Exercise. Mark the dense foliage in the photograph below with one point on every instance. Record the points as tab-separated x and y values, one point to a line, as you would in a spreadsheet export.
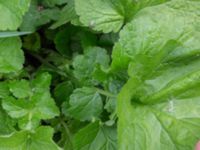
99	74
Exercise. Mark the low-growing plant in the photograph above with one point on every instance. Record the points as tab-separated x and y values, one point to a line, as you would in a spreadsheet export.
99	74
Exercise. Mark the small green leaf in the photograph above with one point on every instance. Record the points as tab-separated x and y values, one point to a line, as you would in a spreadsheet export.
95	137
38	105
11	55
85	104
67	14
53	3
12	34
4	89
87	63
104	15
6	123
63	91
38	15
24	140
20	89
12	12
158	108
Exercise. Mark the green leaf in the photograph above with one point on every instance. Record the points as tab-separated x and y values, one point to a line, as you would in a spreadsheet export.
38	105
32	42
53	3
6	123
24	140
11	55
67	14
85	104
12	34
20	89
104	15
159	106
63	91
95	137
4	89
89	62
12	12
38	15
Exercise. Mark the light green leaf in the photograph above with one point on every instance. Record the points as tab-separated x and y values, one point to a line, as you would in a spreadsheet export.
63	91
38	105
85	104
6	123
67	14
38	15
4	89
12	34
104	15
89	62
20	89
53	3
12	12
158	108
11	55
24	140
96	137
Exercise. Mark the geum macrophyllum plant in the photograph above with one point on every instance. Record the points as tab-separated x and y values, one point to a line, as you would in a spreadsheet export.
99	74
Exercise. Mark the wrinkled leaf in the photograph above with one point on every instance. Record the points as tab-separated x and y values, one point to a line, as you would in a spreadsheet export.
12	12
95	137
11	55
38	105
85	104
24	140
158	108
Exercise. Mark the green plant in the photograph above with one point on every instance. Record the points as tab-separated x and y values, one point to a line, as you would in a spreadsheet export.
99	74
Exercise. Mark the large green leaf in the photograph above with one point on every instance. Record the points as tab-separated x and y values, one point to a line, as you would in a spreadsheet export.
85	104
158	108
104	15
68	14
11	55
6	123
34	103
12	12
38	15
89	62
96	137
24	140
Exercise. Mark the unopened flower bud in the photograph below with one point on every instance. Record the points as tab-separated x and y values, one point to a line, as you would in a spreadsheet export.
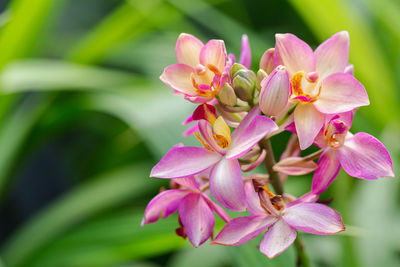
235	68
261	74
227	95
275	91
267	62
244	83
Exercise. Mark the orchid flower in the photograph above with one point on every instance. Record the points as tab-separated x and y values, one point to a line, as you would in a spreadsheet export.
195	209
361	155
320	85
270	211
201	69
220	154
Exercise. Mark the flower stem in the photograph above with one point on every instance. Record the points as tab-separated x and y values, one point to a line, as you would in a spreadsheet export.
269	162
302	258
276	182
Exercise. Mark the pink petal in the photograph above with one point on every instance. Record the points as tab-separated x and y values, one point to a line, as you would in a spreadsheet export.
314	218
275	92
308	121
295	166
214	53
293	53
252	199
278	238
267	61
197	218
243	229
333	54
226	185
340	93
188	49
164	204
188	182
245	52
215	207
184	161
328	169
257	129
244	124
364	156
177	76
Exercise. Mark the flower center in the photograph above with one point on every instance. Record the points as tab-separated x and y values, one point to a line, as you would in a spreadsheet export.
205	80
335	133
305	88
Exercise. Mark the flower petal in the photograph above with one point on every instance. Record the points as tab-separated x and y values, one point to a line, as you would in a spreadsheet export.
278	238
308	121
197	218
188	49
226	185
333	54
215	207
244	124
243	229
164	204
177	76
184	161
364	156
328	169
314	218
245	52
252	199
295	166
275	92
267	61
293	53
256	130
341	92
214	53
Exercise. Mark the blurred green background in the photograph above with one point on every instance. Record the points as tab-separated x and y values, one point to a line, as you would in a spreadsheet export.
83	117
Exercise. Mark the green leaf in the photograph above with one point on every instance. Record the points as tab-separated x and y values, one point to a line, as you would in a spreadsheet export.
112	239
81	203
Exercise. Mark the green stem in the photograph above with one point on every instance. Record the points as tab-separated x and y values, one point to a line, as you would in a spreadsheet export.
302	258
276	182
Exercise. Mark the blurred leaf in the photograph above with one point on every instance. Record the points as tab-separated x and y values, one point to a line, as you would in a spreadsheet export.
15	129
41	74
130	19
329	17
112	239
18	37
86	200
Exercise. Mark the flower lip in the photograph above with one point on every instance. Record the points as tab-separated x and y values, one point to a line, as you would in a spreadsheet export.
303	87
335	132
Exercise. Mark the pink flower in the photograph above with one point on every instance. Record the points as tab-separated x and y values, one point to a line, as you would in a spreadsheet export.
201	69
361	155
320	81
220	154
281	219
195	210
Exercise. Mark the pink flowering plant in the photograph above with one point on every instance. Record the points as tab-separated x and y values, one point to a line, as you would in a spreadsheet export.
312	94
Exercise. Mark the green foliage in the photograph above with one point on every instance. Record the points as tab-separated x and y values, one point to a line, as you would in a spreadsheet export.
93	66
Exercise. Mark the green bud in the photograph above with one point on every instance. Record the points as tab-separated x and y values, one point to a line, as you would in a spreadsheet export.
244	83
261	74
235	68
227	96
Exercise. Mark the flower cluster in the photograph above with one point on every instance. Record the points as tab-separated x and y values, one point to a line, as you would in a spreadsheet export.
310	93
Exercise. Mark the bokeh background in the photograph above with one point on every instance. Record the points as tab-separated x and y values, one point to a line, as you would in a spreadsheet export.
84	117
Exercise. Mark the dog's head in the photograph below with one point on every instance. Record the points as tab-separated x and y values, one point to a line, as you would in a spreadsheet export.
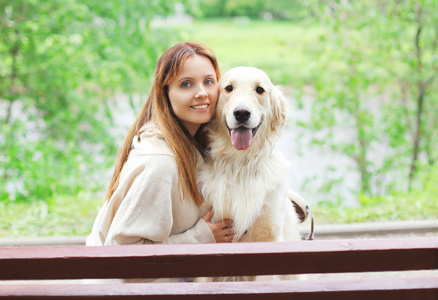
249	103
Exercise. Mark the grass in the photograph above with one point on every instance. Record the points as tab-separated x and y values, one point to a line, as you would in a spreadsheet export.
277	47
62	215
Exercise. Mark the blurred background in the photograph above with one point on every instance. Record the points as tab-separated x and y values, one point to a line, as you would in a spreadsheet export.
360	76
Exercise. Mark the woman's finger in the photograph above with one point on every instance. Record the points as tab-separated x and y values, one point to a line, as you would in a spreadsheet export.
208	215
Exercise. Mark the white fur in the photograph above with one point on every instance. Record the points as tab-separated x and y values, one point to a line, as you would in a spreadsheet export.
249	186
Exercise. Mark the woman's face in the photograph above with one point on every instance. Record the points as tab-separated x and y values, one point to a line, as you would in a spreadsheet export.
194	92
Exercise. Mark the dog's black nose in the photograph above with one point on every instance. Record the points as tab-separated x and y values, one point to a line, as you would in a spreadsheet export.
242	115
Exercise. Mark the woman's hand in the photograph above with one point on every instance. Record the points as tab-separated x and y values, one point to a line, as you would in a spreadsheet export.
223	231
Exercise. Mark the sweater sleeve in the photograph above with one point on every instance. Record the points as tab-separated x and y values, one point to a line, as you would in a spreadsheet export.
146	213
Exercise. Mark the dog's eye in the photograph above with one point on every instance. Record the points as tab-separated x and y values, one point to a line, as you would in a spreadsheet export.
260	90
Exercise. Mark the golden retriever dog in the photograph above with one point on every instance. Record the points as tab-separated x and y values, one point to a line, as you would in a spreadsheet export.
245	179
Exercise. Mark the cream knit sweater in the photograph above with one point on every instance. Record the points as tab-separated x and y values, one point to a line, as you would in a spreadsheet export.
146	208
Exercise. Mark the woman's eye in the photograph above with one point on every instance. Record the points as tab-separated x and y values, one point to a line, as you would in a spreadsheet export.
^^^^^^^^^^^^^^^^
= EXERCISE TASK =
Without the pictures, print the whole listing exactly as given.

= EXERCISE RESULT =
Exercise. Mark the dense foliage in the photograph below with one point on every instance. Record the points as tab-separated x and y values, one point to a line, as you would in a spreadsheet export.
99	74
Exercise. Mark the low-growing plant in the photograph above with one point on every instance. Record the points as tab-separated x and y values, one point to a line, as you would in a spreadsheet export.
99	74
Exercise. Mark the small green leaf in the photograph above with one point on every instance. Record the points as tab-separated x and y values, one point to a line, as you would in a spreadsheet export.
95	137
38	105
11	55
85	104
67	14
53	3
12	34
4	89
87	63
104	15
6	123
63	91
38	15
24	140
20	89
12	12
158	108
Exercise. Mark the green leaf in the photograph above with one point on every instance. Record the points as tab-separated x and y values, one point to a line, as you would in a spreadsheet export.
38	105
32	42
53	3
6	123
24	140
11	55
67	14
85	104
12	34
20	89
104	15
159	106
63	91
95	137
4	89
89	62
12	12
38	15
Exercise. Mark the light green leaf in the photograph above with one point on every instance. Record the points as tab-separated x and y values, one point to a line, as you would in a spreadsheet export.
63	91
38	105
85	104
6	123
67	14
38	15
4	89
12	34
104	15
89	62
20	89
53	3
12	12
158	108
11	55
24	140
96	137
Exercise. Mark the geum macrophyllum plant in the photograph above with one point on every instance. Record the points as tab-separated x and y values, one point to a line, as you would in a spreadsheet export.
99	74
Exercise. Mark the wrinkled leaf in the photograph above with one point on every instance. Record the points as tab-separated x and y values, one point to a line, as you would in a spreadsheet export.
12	12
95	137
11	55
38	105
85	104
24	140
158	108
Exercise. Mark the green plant in the photograph above with one point on every instance. Record the points as tab-separated x and y values, one point to a line, as you would in a spreadsheet export.
99	74
Exercise. Mark the large green leaf in the photograph above with one point on every instance. Record the points as tab-separated x and y values, one point to a line, as you would in a spreadsheet export.
85	104
158	108
104	15
68	14
11	55
6	123
34	103
12	12
38	15
89	62
96	137
24	140
Exercise. Mark the unopened flower bud in the photograph below with one point on every instance. Record the points as tab-separated x and y values, one point to a line, as you would in a spreadsheet export.
235	68
261	74
227	95
275	91
267	62
244	83
Exercise. Mark the orchid flower in the photograph above with one point on every instance. Record the points as tab-separated x and y values, one point to a line, as you would in a spreadsheet export.
195	209
361	155
320	85
270	211
201	69
220	154
Exercise. Mark the flower stem in the photograph above with one point on every instance. Record the points as tab-separated x and y values, one point to a line, as you would in a spreadsheet export.
269	162
302	258
276	182
Exercise. Mark the pink petal in the photograph above with one point on every instance. Record the points as tab-separated x and y values, one point to a line, as you would in a spreadsheet export.
314	218
275	92
308	121
295	166
214	53
293	53
252	199
278	238
267	61
197	218
243	229
333	54
226	185
340	93
188	49
164	204
188	182
245	52
215	207
184	161
328	169
257	129
244	124
364	156
177	76
Exercise. Mark the flower center in the photograph above with one point on every instance. Record the points as tab-separated x and y values, one point to a line, as you would in a spreadsheet export.
205	80
335	133
305	88
Exercise. Mark the flower petal in the photograph above with one point on every instance. Record the points as tab-separated x and y values, one point to a line, as you would in a spreadsheet export.
278	238
308	121
197	218
188	49
226	185
333	54
215	207
244	124
243	229
164	204
177	76
184	161
364	156
328	169
314	218
245	52
252	199
295	166
275	92
267	61
293	53
256	130
341	92
214	53
Exercise. Mark the blurred green background in the photograph above with one point on every instance. Record the points as tab-separated x and y values, one point to a line, as you would in a spreadsheet export.
83	117
Exercise. Mark the green leaf in the photograph above with one point on every instance. Record the points as tab-separated x and y values, one point to a line, as you would in a spreadsheet export.
112	239
81	203
Exercise. Mark the green stem in the photograph above with one point on every instance. Record the points as tab-separated x and y values, one point to a line, as you would in a spreadsheet export.
302	258
276	182
Exercise. Mark the blurred leaf in the photograph above with one point on every instance. Record the points as tab-separated x and y values, one point to a line, as you would in a spreadsheet export.
15	129
41	74
130	19
329	17
112	239
18	37
86	200
Exercise. Mark the flower lip in the photograph above with one point on every instance. Record the points as tab-separated x and y values, one point to a line, as you would in a spreadsheet export.
303	87
335	132
Exercise. Mark the pink flower in the photograph above with one point on every instance. Record the points as tab-separated x and y values, one point to a line, as you would in a spreadsheet export.
201	69
361	155
320	81
220	154
281	219
195	210
Exercise. Mark the pink flowering plant in the photograph above with one point on every instance. Record the points as tab-separated x and y values, one point to a line, as you would in a spreadsheet export.
312	94
Exercise. Mark the green foliage in the photograph above with one point on every instance. Record the points as tab-separated x and y values, one point to a line, as you would in a spreadsheet export.
93	66
Exercise. Mark the green bud in the photograph above with one point on every instance. Record the points as tab-separated x and y values, one point to a line, as you would in a spreadsheet export.
244	83
261	74
235	68
227	96
Exercise. Mark the flower cluster in the photograph above with one point on every instance. Record the points as tab-separated x and y values, one point to a line, as you would in a spreadsheet export.
310	93
Exercise. Mark the bokeh background in the photograph above with one point on every instance. Record the points as tab-separated x and y values, one point to a line, as you would in a spreadsheet export.
84	117
Exercise. Mark the dog's head in the photograph below with one point on every instance. Record the points as tab-separated x and y values, one point to a line, as you would in a spreadsheet export.
249	103
Exercise. Mark the grass in the photograph above with one point on every instance. Record the points as tab-separated x and y values, one point to a line, as you would in a spreadsheet export.
277	47
62	215
Exercise. Mark the blurred background in the photograph above with one point on every instance. Record the points as tab-separated x and y values, one point to a line, as you would in a spreadsheet export.
360	76
Exercise. Mark the woman's finger in the photograph above with one point on every instance. Record the points as tab-separated x and y values, one point to a line, as you would in a spreadsheet export.
208	215
Exercise. Mark the white fur in the photograph above with one point on every instance. Record the points as tab-separated x and y values, one point to a line, as you would in a spreadsheet export.
249	186
Exercise. Mark the woman's face in the photograph above with one point on every instance. Record the points as tab-separated x and y values, one point to a line, as you would in a spreadsheet export.
194	92
Exercise. Mark the dog's black nose in the photograph above with one point on every instance. Record the points as tab-separated x and y values, one point to a line, as you would in a spreadsheet export.
242	115
Exercise. Mark the woman's hand in the photograph above with one point on every instance. Record the points as tab-separated x and y values, one point to a line, as you would in a spreadsheet export.
223	231
Exercise. Mark the sweater sleeve in the photograph above with one point on every instance. Record the points as tab-separated x and y values, one point to a line, as you would in a spreadsheet export.
146	213
Exercise. Mark the dog's eye in the photograph above with one point on every instance. Record the points as tab-separated x and y values, one point to a line, as you would in a spreadsheet export.
260	90
Exercise. Mark the golden retriever dog in the photograph above with one point on every instance. Record the points as tab-separated x and y values, one point to a line, as you would in a spreadsheet export.
245	179
Exercise. Mark the cream knit sweater in the photograph above with one point on every instance. Record the points as tab-separated x and y values, one point to a line, as you would in a spreadsheet export.
146	208
Exercise. Mark the woman's eye in the photograph above with one point on every instance. Record the points as tab-separated x and y values, one point to a line, as you would in a spreadsheet export.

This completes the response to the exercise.